• _Task requirements_
**a)** According to the least-squares passage, which keyword setting selects the OLS method?
**b)** Pick up the least-squares passage after its final sentence and continue it.

• _Page excerpt_
= = =

Ordinary least-squares (OLS) optimization is providing a solution to the linear problem

\[\boldsymbol{A}\boldsymbol{x} = \boldsymbol{y},\]

where \(\boldsymbol{A}\) is the sensing matrix, \(\boldsymbol{y}\) is the vector of target values, and \(\boldsymbol{x}\) is the solution (parameter vector) that one seeks to obtain. The objective is given by

\[\left\Vert\boldsymbol{A}\boldsymbol{x} - \boldsymbol{y}\right\Vert^2_2\]

The OLS method is chosen by setting the fit_method keyword to least-squares.

Least-squares with regularization matrix#

Similar to OLS, least-squares with regularization matrix optimization solves the linear problem

\[\boldsymbol{A}\boldsymbol{x} = \boldsymbol{y},\]

with the difference that in this case, an explicit regularization matrix \(\boldsymbol{\Lambda}\) is present such that the objective becomes

\[\left(\boldsymbol{y}-\boldsymbol{A}\boldsymbol{x} \right)' \left(\boldsymbol{y}-\boldsymbol{A}\boldsymbol{x} \right) + \boldsymbol{x}' \Lambda \boldsymbol{x}.\]

From a Bayesian perspective, the regularization matrix \(\boldsymbol{\Lambda}\) can be thought of as the inverse of the covariance matrix for the prior probability of the features [MueCed09]. It can be used to scale and couple features based on prior beliefs.

= = =

• _Information shown_

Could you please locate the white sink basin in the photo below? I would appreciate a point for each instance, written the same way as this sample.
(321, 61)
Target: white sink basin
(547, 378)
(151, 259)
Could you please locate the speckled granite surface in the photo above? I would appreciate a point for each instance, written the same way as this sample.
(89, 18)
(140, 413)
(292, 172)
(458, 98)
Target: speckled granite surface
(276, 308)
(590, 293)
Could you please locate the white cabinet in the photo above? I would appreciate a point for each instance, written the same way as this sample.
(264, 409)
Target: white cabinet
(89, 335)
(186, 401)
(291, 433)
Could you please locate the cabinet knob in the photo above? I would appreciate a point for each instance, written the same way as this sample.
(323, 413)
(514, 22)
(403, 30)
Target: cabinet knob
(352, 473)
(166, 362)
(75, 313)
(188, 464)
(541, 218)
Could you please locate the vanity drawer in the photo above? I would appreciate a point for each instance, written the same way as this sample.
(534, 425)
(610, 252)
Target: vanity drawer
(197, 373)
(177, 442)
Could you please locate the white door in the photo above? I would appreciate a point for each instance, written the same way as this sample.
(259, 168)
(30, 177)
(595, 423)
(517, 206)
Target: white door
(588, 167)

= = =

• _In response_
**a)** Setting the fit_method keyword to least-squares.

**b)**
The least-squares with regularization matrix method is chosen by setting the fit_method keyword to least-squares-with-reg-matrix. The regularization matrix is set via the reg_matrix keyword. If no matrix is specified, all elements will be set to zero and the OLS result is recovered. Note that if standardization is used, the regularization matrix should still be designed with respect to the input sensing matrix and not the standardized on.

Parameter

Type

Description

Default

reg_matrix

np.ndarray

regularization matrix

None

LASSO#

The least absolute shrinkage and selection operator (LASSO) is a method for performing variable selection and regularization in problems in statistics and machine learning. The optimization objective is given by

\[\frac{1}{2 n_\text{samples}} \left\Vert\boldsymbol{A}\boldsymbol{x} - \boldsymbol{y}\right\Vert^2_2 + \alpha \Vert\boldsymbol{x}\Vert_1.\]

While the first term ensures that \(\boldsymbol{x}\) is a solution to the linear problem at hand, the second term introduces regularization and guides the algorithm toward finding sparse solutions, in the spirit of compressive sensing. In general, LASSO is suited for solving strongly underdetermined problems.

The LASSO optimizer is chosen by setting the fit_method keyword to lasso. The \(\alpha\) parameter is set via the alpha keyword. If no value is specified a line scan will be carried out automatically to determine the optimal value.

Parameter

Type

Description

Default

alpha

float

controls the sparsity of the solution vector

None

Automatic relevance determination regression (ARDR)#

Automatic relevance determination regression (ARDR) is an optimization algorithm provided by scikit-learn that is similar to Bayesian Ridge Regression, which provides a probabilistic model of the regression problem at hand. The method is also known as Sparse Bayesian Learning and Relevance Vector Machine.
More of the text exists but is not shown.